Essai gamme Kawasaki VN
Les belles chromées d’Amérique Orientale
Dans le grand imagier motocycliste, la production de customs est, pour beaucoup, l’apanage d’une marque américaine. A tel point que, même face à aux représentantes d’une autre marque, le profane qualifie invariablement la machine de Harley Davidson. C’est dire, d’emblée, l’ampleur de la tache à laquelle s’attaque notamment Kawasaki, pour imposer son blason sur le segment. Car si le marché des hypersportives est à la baisse, à contrario le marché du custom est particulièrement porteur avec une croissance de 40 % des ventes entre 2010 et 2011 !
Le constructeur d’Akashi propose ainsi huit véhicules intégrant les codes typés du low riding. VN900 Classic et Classic Special Edition (bi-colore), Custom et Light Tourer constituent l’entrée de gamme. Suivent les ténors VN1700 en version Classic ABS, Tourer ABS, Custom Voyager ABS et Voyager ABS. A défaut de route 66, c’est sur le bitume vallonné de Bourgogne que nous nous rendons pour re-découvrir une sélection de cette gamme.

### Enregistrements fournis:

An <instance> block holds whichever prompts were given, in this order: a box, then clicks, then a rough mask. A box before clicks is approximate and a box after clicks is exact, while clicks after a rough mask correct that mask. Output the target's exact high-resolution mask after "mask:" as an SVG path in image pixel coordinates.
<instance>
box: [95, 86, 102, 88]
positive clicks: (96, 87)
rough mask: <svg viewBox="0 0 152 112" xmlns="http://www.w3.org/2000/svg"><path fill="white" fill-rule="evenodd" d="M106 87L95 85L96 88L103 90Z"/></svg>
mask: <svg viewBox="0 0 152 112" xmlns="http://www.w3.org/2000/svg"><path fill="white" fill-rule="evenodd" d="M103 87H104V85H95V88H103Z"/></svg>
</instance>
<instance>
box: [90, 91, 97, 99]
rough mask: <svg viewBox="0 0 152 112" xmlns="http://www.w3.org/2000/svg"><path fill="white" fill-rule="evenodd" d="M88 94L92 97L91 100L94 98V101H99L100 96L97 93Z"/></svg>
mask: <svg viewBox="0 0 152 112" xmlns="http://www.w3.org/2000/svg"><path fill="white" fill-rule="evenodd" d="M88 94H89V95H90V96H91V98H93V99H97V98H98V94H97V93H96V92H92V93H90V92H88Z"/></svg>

### Travail à faire:
1. D'après le passage extrait, de quel pourcentage les ventes du marché du custom ont-elles progressé entre 2010 et 2011 ?
2. Recopiez à l'identique les lignes des enregistrements, de la ligne qui contient « </instance> » jusqu'à la fin des enregistrements, les deux bornes comprises.

### Réponses attendues:
1. Elles ont progressé de 40 %.

2.
</instance>
<instance>
box: [90, 91, 97, 99]
rough mask: <svg viewBox="0 0 152 112" xmlns="http://www.w3.org/2000/svg"><path fill="white" fill-rule="evenodd" d="M88 94L92 97L91 100L94 98V101H99L100 96L97 93Z"/></svg>
mask: <svg viewBox="0 0 152 112" xmlns="http://www.w3.org/2000/svg"><path fill="white" fill-rule="evenodd" d="M88 94H89V95H90V96H91V98H93V99H97V98H98V94H97V93H96V92H92V93H90V92H88Z"/></svg>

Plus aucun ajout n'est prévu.